WHAT YOU NEED TO DO
• 1. In the film article, at which theater did the film complete 50 days?
• 2. Identify each line in the rows that contains the string "long" and copy those lines in full. Case counts.

ARTICLE
- Promotional Poster
- Directed by: Anil Babu
- Written by: Sathrughnan
- Produced by: Siyad Koker
- Starring: Mammootty Dileep Shalini Shobana
- Cinematography: Vipin Mohan
- Edited by: P. C. Mohanan
- Music by: Ilaiyaraaja
- Release date: 12 September 1997;
- Country: India
- Language: Malayalam

= Kaliyoonjal =

Kaliyoonjalu is a 1997 Malayalam psychological drama film directed by Anil Babu starring Mammootty, Dileep, Shobana, and Shalini. It was written by Shathrugnan based on a story by Sudhakar Mangalodayam and produced by Siyad Koker under the banner of Koker Films and was a commercial success. The film completed 50 days in Mymoon theatre, Eranakulam.

==Plot==
After the death of their parents, Nandagopal raises his sister, Ammu, who is suffering from epilepsy. She is a pampered child. Nandan agrees to marry Gouri on the condition that her brother Venu marries Ammu. The fact that Ammu has epilepsy is revealed only after Nandan and Gouri get married. Venu, who is in love with another girl, Radha, agrees to marry Ammu to save his sister's relationship. Nandan still remains concerned about his sister who is now living with Venu in his house. This disturbs a self-respecting Venu a lot and arguments ensue one after the other. A party is set on the day of Ammu's birthday both by Nandan (at his house) and by Venu (for his friends). Ammu refuses to wear the saree bought by her husband and wears the saree bought by Nandan. He leaves the place in a fury but later comes back knowing about Ammu's pregnancy. Everyone concerned about her health asks her to terminate the pregnancy, to which Ammu does not agree. Later, they have a baby. On another occasion, Venu feeling humiliated, leaves furiously on a motorcycle. Nandan goes to convince him, but Venu meets his death in a tragic accident. This infuriates even Ammu, let alone Venu's sister Gouri. Ammu, with her child, goes missing. Later, they find her at Rameshwaram where she is performing her husband's last rituals. Leaving the child with Nandan and Gouri, Ammu dies by suicide.

SUPPLIED RECORDS
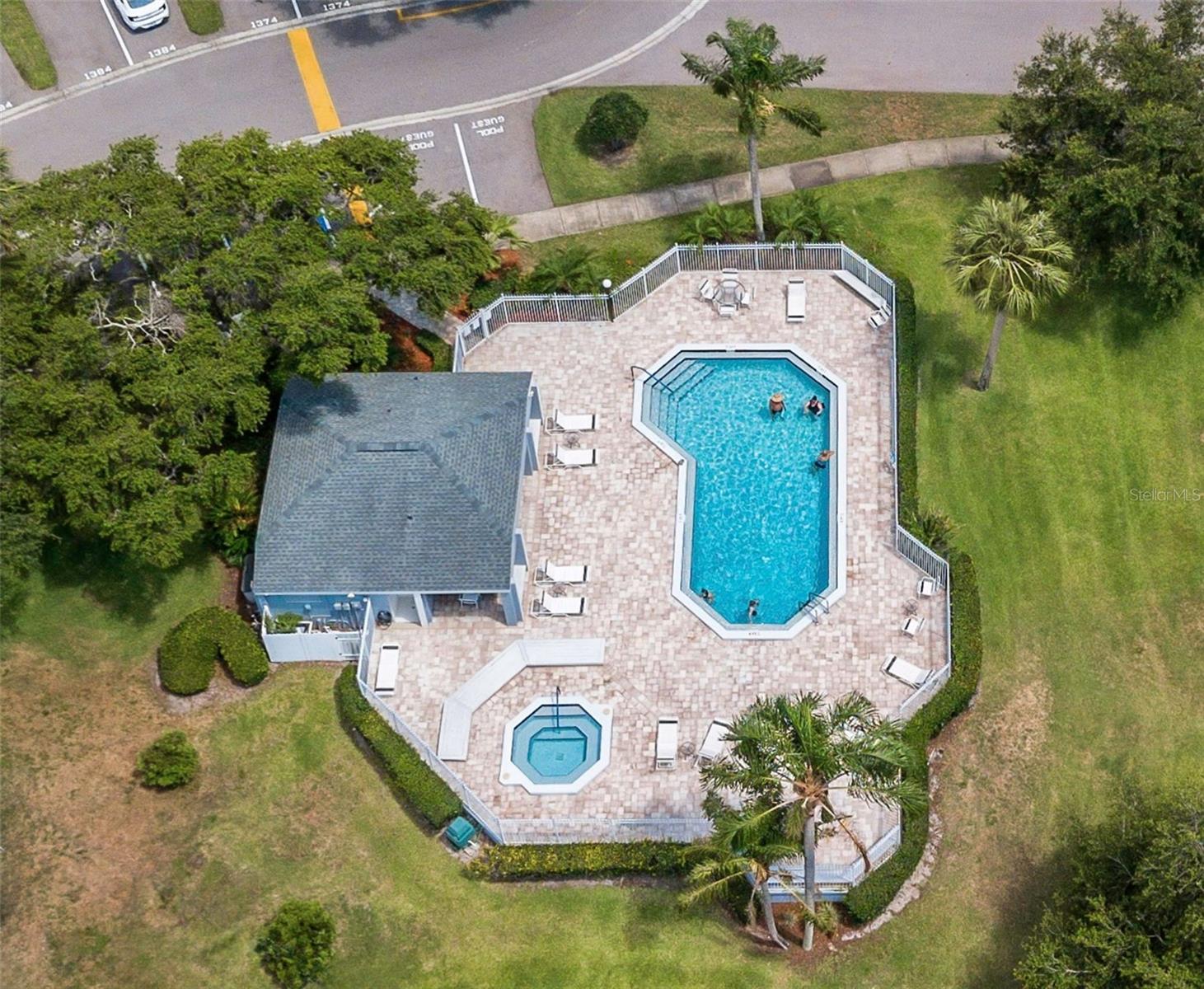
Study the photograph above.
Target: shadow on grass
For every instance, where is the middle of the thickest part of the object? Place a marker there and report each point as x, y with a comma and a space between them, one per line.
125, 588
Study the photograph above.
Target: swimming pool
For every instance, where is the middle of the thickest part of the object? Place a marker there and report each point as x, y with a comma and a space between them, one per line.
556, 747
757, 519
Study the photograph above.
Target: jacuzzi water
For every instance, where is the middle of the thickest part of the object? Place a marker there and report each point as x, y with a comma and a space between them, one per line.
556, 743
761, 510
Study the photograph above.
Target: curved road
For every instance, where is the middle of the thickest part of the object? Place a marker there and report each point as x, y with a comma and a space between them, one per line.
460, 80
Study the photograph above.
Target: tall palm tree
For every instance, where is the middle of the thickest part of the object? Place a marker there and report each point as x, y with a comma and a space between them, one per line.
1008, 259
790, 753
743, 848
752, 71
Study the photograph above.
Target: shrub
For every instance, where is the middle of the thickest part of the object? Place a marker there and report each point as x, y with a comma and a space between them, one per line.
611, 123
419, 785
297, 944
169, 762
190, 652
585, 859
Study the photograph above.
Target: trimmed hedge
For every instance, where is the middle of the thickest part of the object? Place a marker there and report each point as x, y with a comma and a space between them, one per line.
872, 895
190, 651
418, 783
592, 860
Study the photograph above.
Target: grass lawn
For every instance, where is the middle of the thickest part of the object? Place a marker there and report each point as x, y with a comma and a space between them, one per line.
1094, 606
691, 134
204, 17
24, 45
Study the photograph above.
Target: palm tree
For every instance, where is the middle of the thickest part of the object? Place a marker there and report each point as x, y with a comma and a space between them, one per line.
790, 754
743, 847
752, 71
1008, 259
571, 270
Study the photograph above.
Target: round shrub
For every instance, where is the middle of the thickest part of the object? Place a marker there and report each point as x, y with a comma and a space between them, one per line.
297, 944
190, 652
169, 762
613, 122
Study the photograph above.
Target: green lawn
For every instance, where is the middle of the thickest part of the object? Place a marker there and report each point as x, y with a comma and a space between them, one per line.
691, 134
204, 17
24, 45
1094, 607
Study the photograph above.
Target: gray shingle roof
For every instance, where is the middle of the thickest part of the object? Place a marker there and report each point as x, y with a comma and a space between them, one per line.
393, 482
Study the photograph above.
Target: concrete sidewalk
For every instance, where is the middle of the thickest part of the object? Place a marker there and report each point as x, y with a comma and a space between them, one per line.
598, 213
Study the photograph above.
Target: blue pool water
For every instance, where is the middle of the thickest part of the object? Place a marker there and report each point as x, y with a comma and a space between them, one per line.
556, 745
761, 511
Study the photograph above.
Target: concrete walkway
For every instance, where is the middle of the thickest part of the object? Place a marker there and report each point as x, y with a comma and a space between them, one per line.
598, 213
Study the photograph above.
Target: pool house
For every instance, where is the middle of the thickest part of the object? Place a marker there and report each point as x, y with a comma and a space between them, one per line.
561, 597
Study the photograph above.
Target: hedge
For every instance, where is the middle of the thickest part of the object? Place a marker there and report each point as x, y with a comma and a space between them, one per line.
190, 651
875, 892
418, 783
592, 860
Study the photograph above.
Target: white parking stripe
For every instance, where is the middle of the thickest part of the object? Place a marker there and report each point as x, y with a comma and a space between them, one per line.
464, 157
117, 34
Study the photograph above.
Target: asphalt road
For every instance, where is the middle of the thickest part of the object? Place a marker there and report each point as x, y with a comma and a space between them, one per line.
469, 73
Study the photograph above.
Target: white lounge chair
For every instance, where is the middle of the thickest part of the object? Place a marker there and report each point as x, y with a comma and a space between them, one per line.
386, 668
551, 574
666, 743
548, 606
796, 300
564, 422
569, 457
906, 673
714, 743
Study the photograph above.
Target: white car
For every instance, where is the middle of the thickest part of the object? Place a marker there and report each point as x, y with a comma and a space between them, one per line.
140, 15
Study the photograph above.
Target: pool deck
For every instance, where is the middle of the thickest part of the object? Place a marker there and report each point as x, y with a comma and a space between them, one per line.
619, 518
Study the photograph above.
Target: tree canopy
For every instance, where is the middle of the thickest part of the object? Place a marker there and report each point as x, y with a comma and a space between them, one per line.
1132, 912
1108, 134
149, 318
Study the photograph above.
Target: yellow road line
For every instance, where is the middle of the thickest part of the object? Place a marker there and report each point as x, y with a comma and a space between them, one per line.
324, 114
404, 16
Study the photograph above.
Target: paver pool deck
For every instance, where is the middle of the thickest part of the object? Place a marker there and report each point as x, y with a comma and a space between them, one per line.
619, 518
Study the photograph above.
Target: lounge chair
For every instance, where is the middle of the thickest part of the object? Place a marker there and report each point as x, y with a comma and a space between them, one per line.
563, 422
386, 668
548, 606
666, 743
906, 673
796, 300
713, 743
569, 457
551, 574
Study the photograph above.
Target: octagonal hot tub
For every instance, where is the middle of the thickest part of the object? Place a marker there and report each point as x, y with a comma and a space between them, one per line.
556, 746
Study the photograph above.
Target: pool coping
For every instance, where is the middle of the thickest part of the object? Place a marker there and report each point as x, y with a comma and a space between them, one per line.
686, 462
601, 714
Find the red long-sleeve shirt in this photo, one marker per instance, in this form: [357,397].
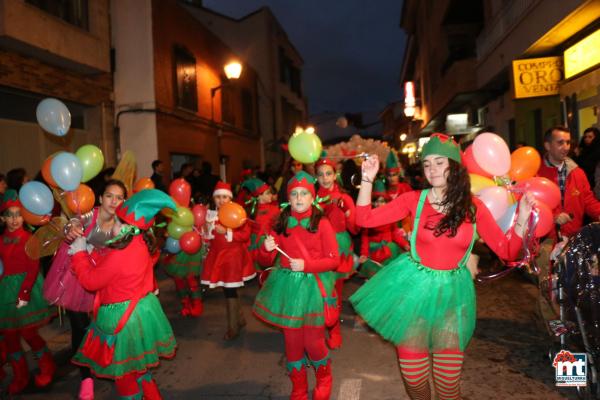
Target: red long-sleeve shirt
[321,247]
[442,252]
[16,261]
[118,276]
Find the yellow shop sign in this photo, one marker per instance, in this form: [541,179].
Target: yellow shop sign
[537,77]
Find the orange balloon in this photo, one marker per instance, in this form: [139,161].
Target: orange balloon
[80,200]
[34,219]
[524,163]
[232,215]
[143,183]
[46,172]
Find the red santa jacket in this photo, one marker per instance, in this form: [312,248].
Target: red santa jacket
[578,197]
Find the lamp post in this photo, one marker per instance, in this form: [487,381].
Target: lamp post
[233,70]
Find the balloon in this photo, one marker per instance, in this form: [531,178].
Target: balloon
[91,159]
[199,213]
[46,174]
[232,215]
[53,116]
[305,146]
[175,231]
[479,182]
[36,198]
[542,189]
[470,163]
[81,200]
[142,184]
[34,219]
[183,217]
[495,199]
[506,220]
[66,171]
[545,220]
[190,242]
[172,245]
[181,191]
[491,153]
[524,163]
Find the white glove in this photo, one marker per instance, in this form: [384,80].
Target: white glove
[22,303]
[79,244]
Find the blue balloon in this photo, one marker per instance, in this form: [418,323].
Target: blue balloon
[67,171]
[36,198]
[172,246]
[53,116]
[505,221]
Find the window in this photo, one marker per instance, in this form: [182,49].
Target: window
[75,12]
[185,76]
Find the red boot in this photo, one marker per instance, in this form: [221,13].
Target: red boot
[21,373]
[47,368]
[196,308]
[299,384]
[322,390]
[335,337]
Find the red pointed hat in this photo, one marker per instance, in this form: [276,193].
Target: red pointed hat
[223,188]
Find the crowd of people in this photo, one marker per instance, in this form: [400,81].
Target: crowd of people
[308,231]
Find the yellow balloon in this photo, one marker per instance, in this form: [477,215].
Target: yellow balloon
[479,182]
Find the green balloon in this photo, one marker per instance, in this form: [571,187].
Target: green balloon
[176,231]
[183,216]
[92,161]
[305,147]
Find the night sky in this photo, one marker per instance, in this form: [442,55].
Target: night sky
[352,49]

ANSWERS FOR THIS EXERCISE
• 1. Mymoon theatre, Eranakulam.

• 2.
Find the red long-sleeve shirt in this photo, one marker per instance, in this form: [357,397].
Target: red long-sleeve shirt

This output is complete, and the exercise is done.